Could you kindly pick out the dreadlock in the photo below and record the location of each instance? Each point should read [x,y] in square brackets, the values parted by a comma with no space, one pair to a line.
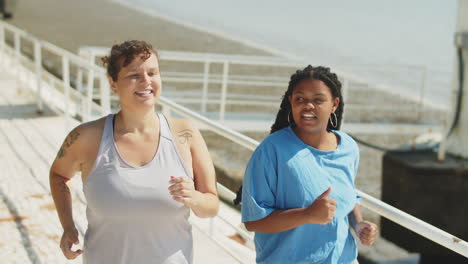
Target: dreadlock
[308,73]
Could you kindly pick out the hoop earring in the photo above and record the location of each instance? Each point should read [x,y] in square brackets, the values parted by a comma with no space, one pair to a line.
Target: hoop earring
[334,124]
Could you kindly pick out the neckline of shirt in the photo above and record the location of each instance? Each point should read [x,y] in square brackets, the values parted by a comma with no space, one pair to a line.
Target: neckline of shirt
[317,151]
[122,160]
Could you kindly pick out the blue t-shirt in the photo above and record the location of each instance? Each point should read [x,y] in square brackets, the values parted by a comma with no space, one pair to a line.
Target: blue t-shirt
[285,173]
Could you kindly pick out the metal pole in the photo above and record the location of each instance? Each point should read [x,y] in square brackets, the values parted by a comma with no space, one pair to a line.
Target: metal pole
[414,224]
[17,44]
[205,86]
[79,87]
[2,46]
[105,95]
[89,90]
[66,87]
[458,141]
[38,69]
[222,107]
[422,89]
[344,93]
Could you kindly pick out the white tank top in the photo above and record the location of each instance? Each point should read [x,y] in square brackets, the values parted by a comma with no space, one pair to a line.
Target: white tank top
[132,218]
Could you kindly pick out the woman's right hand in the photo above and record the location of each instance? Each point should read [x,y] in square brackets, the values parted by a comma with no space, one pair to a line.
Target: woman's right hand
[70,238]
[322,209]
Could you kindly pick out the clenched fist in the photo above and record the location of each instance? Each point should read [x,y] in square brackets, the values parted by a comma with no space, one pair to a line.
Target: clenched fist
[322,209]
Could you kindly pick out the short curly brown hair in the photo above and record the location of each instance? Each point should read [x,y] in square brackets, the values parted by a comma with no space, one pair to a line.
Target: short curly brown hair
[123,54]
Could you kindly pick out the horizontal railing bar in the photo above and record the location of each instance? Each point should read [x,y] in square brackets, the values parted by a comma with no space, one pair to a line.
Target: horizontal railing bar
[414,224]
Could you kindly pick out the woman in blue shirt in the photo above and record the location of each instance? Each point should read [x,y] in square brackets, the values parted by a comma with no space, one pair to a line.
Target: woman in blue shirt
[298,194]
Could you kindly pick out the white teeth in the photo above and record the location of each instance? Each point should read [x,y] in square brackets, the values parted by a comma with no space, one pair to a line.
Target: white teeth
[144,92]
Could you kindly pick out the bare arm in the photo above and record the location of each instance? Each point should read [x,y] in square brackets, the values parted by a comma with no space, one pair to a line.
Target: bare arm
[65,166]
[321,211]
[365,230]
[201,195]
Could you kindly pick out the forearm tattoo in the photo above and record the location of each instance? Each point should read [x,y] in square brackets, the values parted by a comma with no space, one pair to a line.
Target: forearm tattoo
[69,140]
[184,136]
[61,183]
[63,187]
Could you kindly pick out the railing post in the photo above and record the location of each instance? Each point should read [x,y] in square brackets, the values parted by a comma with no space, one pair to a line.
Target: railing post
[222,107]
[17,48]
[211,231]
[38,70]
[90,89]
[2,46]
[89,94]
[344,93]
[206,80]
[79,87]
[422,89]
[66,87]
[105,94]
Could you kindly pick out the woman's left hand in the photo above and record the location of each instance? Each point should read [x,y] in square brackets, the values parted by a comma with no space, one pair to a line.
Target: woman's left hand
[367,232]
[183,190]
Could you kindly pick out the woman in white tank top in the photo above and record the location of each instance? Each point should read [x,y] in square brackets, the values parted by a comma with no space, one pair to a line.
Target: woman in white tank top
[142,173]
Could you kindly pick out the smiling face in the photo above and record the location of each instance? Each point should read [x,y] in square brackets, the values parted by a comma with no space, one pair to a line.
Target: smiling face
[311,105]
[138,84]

--

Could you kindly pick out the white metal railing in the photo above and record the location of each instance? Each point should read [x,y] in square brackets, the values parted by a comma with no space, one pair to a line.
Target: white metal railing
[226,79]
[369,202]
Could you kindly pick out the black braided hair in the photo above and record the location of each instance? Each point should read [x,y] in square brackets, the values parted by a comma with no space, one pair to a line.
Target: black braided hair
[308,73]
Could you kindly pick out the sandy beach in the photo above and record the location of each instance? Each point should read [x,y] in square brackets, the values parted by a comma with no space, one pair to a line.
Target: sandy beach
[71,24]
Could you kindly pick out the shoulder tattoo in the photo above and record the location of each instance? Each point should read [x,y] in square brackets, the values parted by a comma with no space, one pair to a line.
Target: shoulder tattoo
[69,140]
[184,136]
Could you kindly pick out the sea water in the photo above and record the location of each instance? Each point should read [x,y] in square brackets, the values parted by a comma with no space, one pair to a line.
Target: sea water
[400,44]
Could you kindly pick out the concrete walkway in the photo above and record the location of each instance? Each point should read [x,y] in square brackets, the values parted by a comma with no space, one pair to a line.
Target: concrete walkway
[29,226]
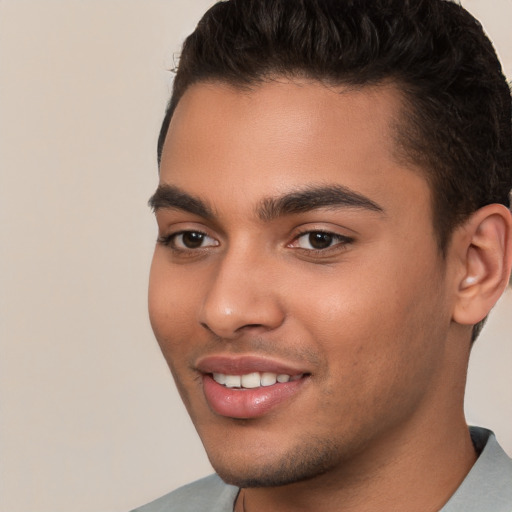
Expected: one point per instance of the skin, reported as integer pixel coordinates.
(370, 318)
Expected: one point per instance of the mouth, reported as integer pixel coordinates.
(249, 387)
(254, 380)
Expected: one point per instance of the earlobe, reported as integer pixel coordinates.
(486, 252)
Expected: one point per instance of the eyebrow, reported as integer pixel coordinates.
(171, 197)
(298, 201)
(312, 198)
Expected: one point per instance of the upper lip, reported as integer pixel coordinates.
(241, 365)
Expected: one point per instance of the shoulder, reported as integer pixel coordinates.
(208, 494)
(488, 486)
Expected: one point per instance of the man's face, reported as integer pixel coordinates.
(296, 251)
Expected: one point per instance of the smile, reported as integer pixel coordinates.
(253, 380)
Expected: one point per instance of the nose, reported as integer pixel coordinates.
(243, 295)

==

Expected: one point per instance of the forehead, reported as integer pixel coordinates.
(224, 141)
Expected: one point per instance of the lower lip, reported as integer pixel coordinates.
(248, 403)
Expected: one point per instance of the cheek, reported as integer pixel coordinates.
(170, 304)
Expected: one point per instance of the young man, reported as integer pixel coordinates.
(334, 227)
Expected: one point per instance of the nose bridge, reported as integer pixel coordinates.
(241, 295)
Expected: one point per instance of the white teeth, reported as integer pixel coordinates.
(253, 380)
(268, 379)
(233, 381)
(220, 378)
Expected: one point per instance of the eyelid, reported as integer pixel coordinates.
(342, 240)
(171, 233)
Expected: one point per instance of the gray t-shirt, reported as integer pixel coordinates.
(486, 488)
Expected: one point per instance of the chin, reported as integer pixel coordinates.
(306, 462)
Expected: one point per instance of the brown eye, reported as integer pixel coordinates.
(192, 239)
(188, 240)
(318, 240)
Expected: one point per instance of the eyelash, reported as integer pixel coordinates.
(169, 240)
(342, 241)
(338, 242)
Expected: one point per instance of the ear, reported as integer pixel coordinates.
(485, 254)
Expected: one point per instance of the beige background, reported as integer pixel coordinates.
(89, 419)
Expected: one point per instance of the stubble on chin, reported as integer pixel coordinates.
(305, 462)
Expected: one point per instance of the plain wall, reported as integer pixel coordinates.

* Task brief:
Produce an exact reproduction of the listing above, limited to the lines starting at the line with "Could you kindly pick out the dreadlock" and ending at the line with "Could you kindly pick out the woman's right", both kept, with every picture left out.

* Your solution:
Could you kindly pick out the dreadlock in the photo below and record the location of each instance? Each point should read [x,y] in square brackets, the values parted by a comma with no space, one pair to a line.
Target: dreadlock
[308,73]
Could you kindly pick out the hoop earring in the photo above and record the location of each instance? Each point should read [x,y] in square brackets, the values parted by a comma with no space, one pair to a line.
Target: hoop earring
[334,124]
Could you kindly pick out the neckline of shirt in the photo above and record the location of each instance? Each point should read [x,y] in square brackets, the values parted by a comma with no space, one pair to a line.
Target: neckline of shirt
[317,151]
[122,160]
Could you kindly pick out the blue t-shirt in the photo above and record the location of each instance? Each point should read [x,y] in square brackets, the values parted by a comma with no space, one pair to a line.
Target: blue t-shirt
[285,173]
Could you kindly pick out the metal pole in the photo above and record the location of each instance? Each point should read [x,y] in square brackets, the values parted by a comma with no space, one pair to a line.
Target: metal pole
[414,224]
[17,44]
[205,86]
[79,87]
[2,46]
[105,95]
[89,90]
[66,87]
[458,141]
[38,69]
[222,107]
[422,89]
[344,93]
Could you kindly pick out the white tank top in the photo above and record the location of each instance? Each point should read [x,y] in square brackets, the values parted by a comma with no space, one pair to a line.
Target: white tank top
[132,218]
Could you kindly pick out the woman's right hand in the photo above and record the location of each instance? Each point should read [x,y] in square brackets, the values parted by a comma with no space, one pair to a line.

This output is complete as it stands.